Business law
If you are starting or running a business in the Netherlands, it is important to understand the legal rules that apply. Many people come across terms like business law, company law and corporate law, and wonder what the difference is. Although they are related, they each cover different aspects of Dutch commercial life.
This article explains what business law is, how it differs from company and corporate law, and what areas it covers under Dutch law. Whether you are a freelancer, small business owner or international investor, this guide will help you understand the basics.
What is business law?
Business law (ondernemingsrecht) is the area of law that governs the formation, operation and external activities of businesses.
It is broader than company law or corporate law, because it includes not only legal entities such as private limited companies (besloten vennootschappen, or BV’s) or public limited companies (naamloze vennootschappen, or NV’s), but also sole traders (eenmanszaken), partnerships (maatschappen, VOF, or CV), and cooperative associations (coöperaties).
Business law focuses on the rights and duties of people and entities who are doing business in the Netherlands, including their relationships with customers, suppliers, partners, competitors and the government.
How is it different from company and corporate law?
Business law overlaps with company law (vennootschapsrecht) and corporate law, but the emphasis is different:
- Company law mainly concerns the internal structure of companies, such as how they are formed, governed and dissolved. It focuses on shareholders, directors and internal decision-making.
- Corporate law is often used as a broader term that includes both company law and governance of larger business groups, listed companies and mergers and acquisitions.
- Business law, by contrast, is more practical and operational. It includes not only internal issues, but also the external business relationships and compliance rules that apply to day-to-day activities.
For example, drafting a shareholder agreement is a matter of company law, while negotiating a contract with a supplier falls under business law. For more information about company and corporate law, see this article.
Legal sources of Dutch business law
Dutch business law is primarily based on the Dutch Civil Code (Burgerlijk Wetboek), especially:
- Book 2 Dutch Civil Code [1]– legal entities, companies and associations
- Book 3, 5 and 6 Dutch Civil Code [2,3,4] – general contract law and property law
- Book 7 Dutch Civil Code [5]– specific contract types (e.g. sale, agency, distribution)
Other relevant laws include the Handelsregisterwet (Commercial Register Act) [6] and sector-specific regulations (e.g. financial supervision, consumer protection, privacy law).
Key areas of business law in the Netherlands
Below are some of the most common topics covered by Dutch business law:
1. Legal forms and registration
Choosing the right legal structure is essential when starting a business. Options include:
- eenmanszaak (sole proprietorship)

----------

— Short task A —
Decide whether each statement below agrees with the article on Dutch business law. Answer yes or no for each and quote the words from the article that settle it.
(i) Business law is narrower than company law.
(ii) Negotiating a contract with a supplier falls under business law.
(iii) Company law mainly concerns the internal structure of companies.

----------

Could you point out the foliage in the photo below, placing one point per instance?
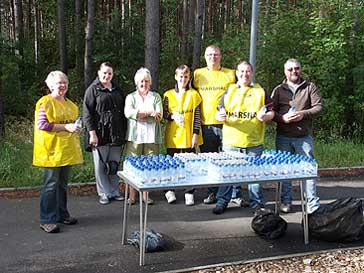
(326, 36)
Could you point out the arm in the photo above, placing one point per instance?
(269, 114)
(166, 114)
(158, 106)
(221, 112)
(44, 124)
(196, 126)
(130, 110)
(316, 103)
(89, 114)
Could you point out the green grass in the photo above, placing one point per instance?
(16, 151)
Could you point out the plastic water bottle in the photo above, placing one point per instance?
(78, 122)
(292, 110)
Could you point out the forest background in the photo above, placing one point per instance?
(37, 36)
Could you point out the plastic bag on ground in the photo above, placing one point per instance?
(269, 225)
(339, 221)
(154, 241)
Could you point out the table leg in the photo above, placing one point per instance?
(145, 226)
(304, 211)
(125, 215)
(141, 234)
(278, 198)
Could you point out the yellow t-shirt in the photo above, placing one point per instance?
(211, 84)
(242, 128)
(180, 136)
(56, 149)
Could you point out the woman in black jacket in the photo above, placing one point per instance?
(105, 123)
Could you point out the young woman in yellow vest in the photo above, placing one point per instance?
(244, 107)
(181, 109)
(56, 149)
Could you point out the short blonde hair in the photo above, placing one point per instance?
(50, 80)
(142, 74)
(183, 69)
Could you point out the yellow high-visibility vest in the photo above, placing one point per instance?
(180, 136)
(242, 128)
(211, 84)
(56, 149)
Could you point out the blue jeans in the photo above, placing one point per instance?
(53, 198)
(302, 146)
(225, 193)
(212, 142)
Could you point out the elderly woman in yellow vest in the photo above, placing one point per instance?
(244, 107)
(181, 108)
(56, 149)
(143, 110)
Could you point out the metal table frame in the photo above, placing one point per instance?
(201, 183)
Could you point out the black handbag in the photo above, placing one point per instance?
(111, 166)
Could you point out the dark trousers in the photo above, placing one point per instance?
(212, 142)
(53, 198)
(172, 151)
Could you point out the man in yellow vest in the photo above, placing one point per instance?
(243, 108)
(211, 82)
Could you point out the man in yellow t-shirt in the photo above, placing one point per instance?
(211, 82)
(243, 110)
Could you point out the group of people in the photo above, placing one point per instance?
(215, 109)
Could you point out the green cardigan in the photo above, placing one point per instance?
(131, 112)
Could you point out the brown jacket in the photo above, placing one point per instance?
(307, 98)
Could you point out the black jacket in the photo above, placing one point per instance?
(103, 111)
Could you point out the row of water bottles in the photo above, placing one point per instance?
(270, 165)
(155, 169)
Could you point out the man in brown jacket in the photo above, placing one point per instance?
(296, 103)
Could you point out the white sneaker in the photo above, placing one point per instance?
(170, 196)
(189, 199)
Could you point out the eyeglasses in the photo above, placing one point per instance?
(295, 68)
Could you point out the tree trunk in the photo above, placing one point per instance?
(78, 37)
(62, 36)
(89, 42)
(2, 127)
(152, 40)
(36, 33)
(184, 31)
(19, 28)
(210, 15)
(190, 30)
(198, 33)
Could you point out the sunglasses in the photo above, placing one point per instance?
(293, 68)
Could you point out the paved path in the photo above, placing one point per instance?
(196, 236)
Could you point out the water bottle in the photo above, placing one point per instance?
(292, 110)
(78, 123)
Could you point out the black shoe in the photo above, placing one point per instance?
(50, 228)
(211, 199)
(219, 209)
(68, 221)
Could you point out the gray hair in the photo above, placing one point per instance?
(141, 74)
(52, 76)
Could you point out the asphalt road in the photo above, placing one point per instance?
(196, 237)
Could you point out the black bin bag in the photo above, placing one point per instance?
(339, 221)
(154, 241)
(269, 225)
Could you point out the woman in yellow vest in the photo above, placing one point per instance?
(244, 107)
(181, 108)
(56, 149)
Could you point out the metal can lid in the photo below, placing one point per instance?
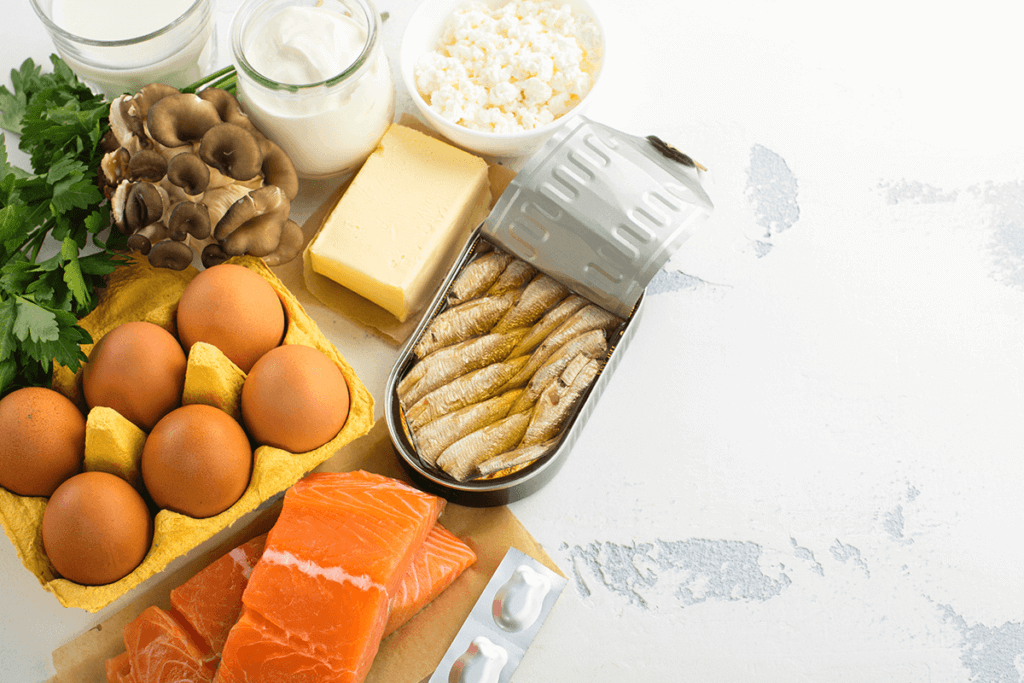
(600, 210)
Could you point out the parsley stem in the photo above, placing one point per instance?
(211, 79)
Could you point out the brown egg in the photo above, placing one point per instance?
(138, 369)
(236, 310)
(295, 398)
(197, 461)
(42, 442)
(96, 528)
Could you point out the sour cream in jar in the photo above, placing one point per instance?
(313, 77)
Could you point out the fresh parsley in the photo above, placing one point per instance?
(60, 123)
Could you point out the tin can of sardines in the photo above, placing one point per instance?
(497, 382)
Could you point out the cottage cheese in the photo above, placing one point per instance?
(511, 69)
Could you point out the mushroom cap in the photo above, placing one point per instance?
(279, 170)
(143, 239)
(213, 255)
(188, 218)
(180, 119)
(289, 247)
(264, 206)
(144, 206)
(119, 201)
(147, 165)
(228, 109)
(171, 254)
(232, 151)
(188, 172)
(254, 223)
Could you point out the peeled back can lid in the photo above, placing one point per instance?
(600, 210)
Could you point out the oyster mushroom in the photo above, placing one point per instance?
(146, 165)
(143, 239)
(232, 151)
(289, 247)
(171, 254)
(144, 205)
(180, 120)
(189, 173)
(254, 223)
(279, 170)
(228, 109)
(188, 218)
(213, 255)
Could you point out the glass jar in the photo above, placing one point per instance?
(137, 52)
(313, 78)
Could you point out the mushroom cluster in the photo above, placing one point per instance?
(188, 173)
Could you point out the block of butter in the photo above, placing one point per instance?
(403, 218)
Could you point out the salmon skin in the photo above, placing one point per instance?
(440, 560)
(160, 650)
(317, 601)
(211, 601)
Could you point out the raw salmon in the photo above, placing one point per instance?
(211, 601)
(438, 562)
(317, 601)
(161, 651)
(119, 670)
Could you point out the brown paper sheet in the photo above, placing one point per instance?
(408, 655)
(355, 307)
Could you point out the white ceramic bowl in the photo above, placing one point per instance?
(423, 35)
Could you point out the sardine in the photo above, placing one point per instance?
(462, 322)
(549, 324)
(586, 319)
(452, 361)
(590, 345)
(477, 276)
(557, 401)
(517, 273)
(460, 458)
(517, 459)
(539, 297)
(433, 437)
(467, 389)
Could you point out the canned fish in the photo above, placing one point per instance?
(498, 380)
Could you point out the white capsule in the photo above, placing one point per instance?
(481, 663)
(517, 603)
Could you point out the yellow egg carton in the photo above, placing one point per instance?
(140, 292)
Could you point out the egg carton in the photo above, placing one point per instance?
(139, 292)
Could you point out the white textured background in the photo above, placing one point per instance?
(808, 466)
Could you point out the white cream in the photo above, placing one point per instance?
(116, 19)
(326, 130)
(178, 56)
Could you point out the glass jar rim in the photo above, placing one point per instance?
(125, 42)
(359, 63)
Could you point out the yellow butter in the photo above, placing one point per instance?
(114, 444)
(212, 379)
(402, 219)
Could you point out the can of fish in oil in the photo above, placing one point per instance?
(495, 386)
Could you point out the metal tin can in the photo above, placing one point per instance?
(599, 211)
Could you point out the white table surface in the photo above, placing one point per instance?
(808, 466)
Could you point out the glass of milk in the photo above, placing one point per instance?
(118, 46)
(314, 79)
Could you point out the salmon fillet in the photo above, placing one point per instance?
(160, 650)
(316, 603)
(211, 601)
(438, 562)
(119, 670)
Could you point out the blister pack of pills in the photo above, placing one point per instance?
(504, 622)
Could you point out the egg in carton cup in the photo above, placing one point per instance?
(140, 292)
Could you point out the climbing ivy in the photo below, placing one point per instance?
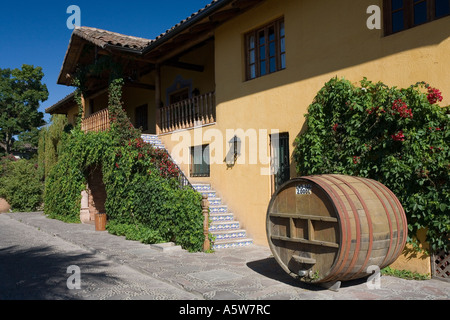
(144, 197)
(399, 137)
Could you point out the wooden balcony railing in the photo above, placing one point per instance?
(188, 113)
(96, 122)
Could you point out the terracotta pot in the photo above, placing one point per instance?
(4, 206)
(100, 221)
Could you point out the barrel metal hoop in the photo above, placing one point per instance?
(369, 221)
(373, 187)
(340, 265)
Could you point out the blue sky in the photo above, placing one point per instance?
(35, 32)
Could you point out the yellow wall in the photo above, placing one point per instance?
(324, 39)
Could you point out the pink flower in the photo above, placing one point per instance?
(335, 126)
(402, 109)
(398, 136)
(434, 95)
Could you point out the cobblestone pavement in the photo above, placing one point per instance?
(132, 270)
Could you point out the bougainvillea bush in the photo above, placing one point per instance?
(144, 198)
(399, 137)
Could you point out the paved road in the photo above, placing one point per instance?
(34, 265)
(35, 253)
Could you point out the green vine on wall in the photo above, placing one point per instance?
(399, 137)
(144, 197)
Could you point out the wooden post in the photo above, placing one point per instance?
(158, 98)
(205, 208)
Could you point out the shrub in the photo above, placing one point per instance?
(144, 198)
(20, 184)
(399, 137)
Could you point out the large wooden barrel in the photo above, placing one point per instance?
(330, 228)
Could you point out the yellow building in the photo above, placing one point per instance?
(239, 73)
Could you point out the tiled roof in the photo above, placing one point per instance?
(67, 100)
(103, 38)
(195, 14)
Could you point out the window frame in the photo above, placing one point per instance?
(205, 166)
(256, 48)
(408, 15)
(141, 117)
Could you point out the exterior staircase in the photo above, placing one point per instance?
(224, 228)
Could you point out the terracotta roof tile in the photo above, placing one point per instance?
(102, 38)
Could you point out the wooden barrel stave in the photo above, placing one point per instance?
(344, 225)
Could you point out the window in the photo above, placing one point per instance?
(200, 161)
(405, 14)
(142, 117)
(265, 50)
(179, 96)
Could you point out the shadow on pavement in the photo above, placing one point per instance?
(270, 268)
(41, 274)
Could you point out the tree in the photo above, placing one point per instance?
(400, 137)
(21, 92)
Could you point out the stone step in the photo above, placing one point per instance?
(222, 208)
(229, 235)
(224, 225)
(202, 187)
(215, 201)
(209, 193)
(236, 243)
(217, 217)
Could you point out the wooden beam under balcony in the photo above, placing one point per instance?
(96, 122)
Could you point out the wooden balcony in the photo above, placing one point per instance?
(189, 113)
(96, 122)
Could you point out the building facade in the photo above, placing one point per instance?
(226, 90)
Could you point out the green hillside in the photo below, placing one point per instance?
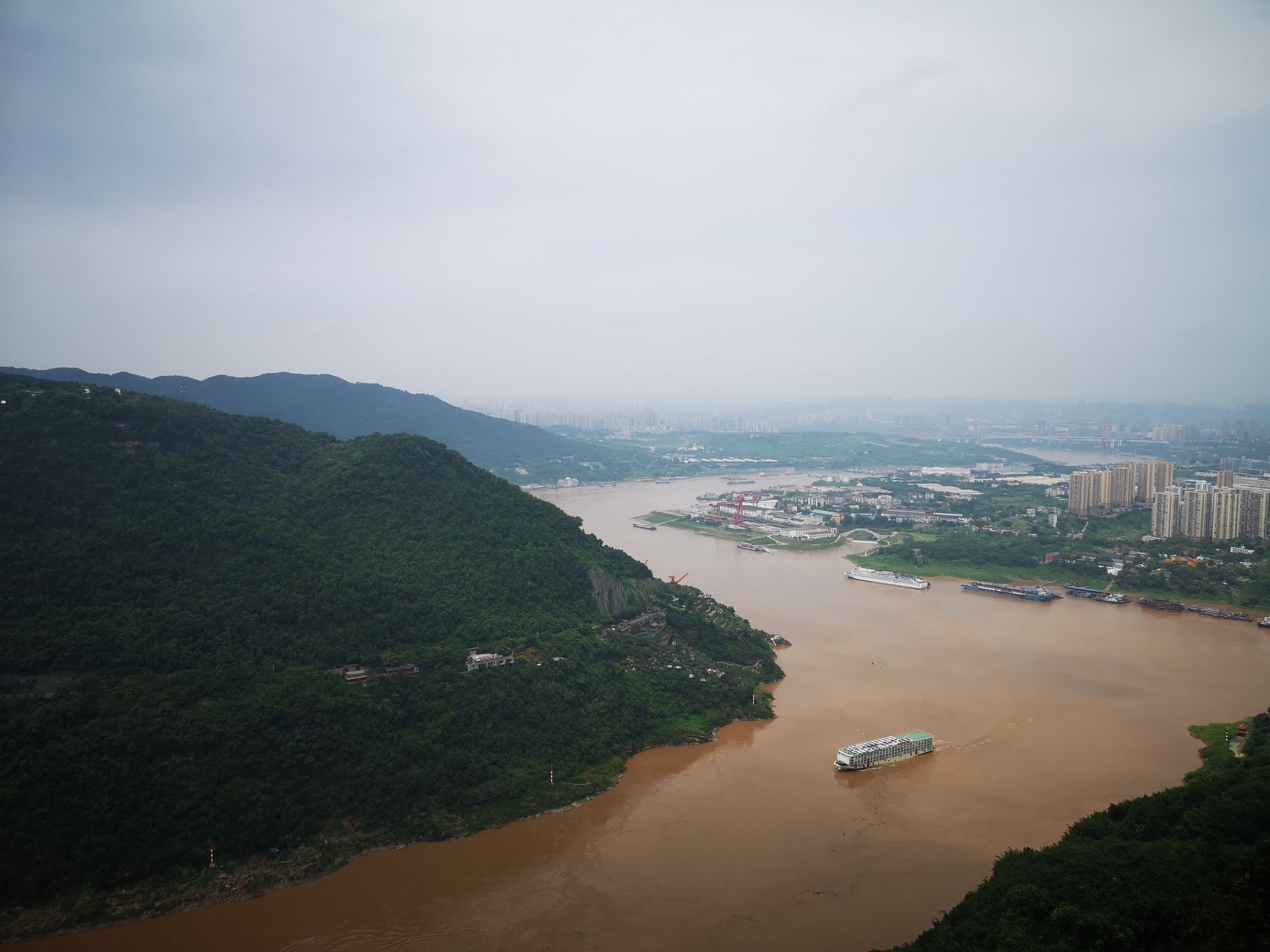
(331, 405)
(1185, 870)
(180, 584)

----------

— Short task B —
Collect every line of the records that contains the word "brown".

— Task solution A —
(i) No: "It is broader than company law or corporate law"
(ii) Yes: "negotiating a contract with a supplier falls under business law"
(iii) Yes: "Company law mainly concerns the internal structure of companies"

— Task solution B —
Could you point out the brown jacket in the photo above, placing one point per instance?
Could you point out the man in brown jacket in the photo above, placing one point per instance?
Could you point out the brown egg in the photo above, placing one point per instance?
Could you point out the brown paper sheet in the photo above, placing one point per instance?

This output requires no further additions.